◆ CEL ZADANIA: Wypisz bez zmian fragment poniższego tekstu o Magistrali Podsudeckiej, który otwierają słowa zawierające „Dwa razy w roku”, a zamykają słowa „budujących linie kolejowe.”.

◆ FRAGMENT TEKSTU:
# # # # # # #

Dwa razy w roku będziemy świętować 145 lat Magistrali Podsudeckiej
Nasza ukochana linia kolejowa budowana była etapami. Prace przerywały np. potężny pożar miasta w Ząbkowicach Śląskich, zalanie terenu budowy w Racławicach Śląskich przez rzekę czy wojna prusko-francuska. To, co miało zostać zbudowane w latach 50-tych XIX wieku ukończono dopiero w 1876 roku. W czasach, w których kończyła się era prywatnych spółek budujących linie kolejowe.
Taką spółką była Kolej Wilhelma. Zbudowała ona linię kolejową z Kędzierzyna do Raciborza i dalej do granicy państwowej. Kasa zarabiana przez spółkę była ogromna to i plany ambitne. W owych czasach spółka, która zbudowała linię kolejową mogła jako jedyna przez kilka pierwszych lat prowadzić po niej pociągi i nie wpuszczać konkurencji. Kolej Wilhelma rozpoczęła budowę traktu z Raciborza do Katowic i z Raciborza do Głubczyc. Ten drugi oddała do użytku w 1855 roku. Miała już na stole plany przedłużenia traktu z Głubczyc przez Prudnik do Nysy, gdzie istniało połączenie z Brzegiem i gdzie miały być przez inne spółki doprowadzone tory od Świdnicy.

# # # # # # #

◆ PRZEKAZANE INFORMACJE:
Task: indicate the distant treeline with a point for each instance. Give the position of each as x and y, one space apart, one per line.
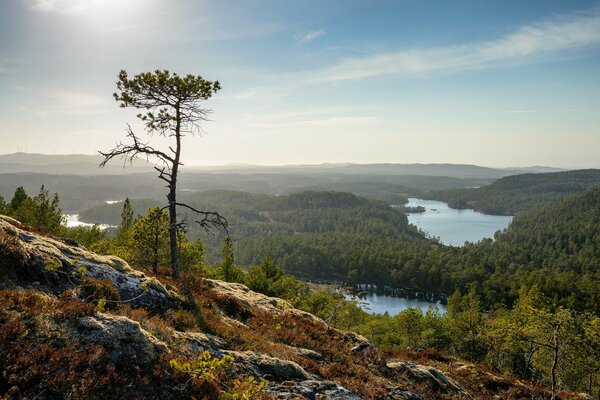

# # # # # # #

◆ OCZEKIWANY WYNIK:
Dwa razy w roku będziemy świętować 145 lat Magistrali Podsudeckiej
Nasza ukochana linia kolejowa budowana była etapami. Prace przerywały np. potężny pożar miasta w Ząbkowicach Śląskich, zalanie terenu budowy w Racławicach Śląskich przez rzekę czy wojna prusko-francuska. To, co miało zostać zbudowane w latach 50-tych XIX wieku ukończono dopiero w 1876 roku. W czasach, w których kończyła się era prywatnych spółek budujących linie kolejowe.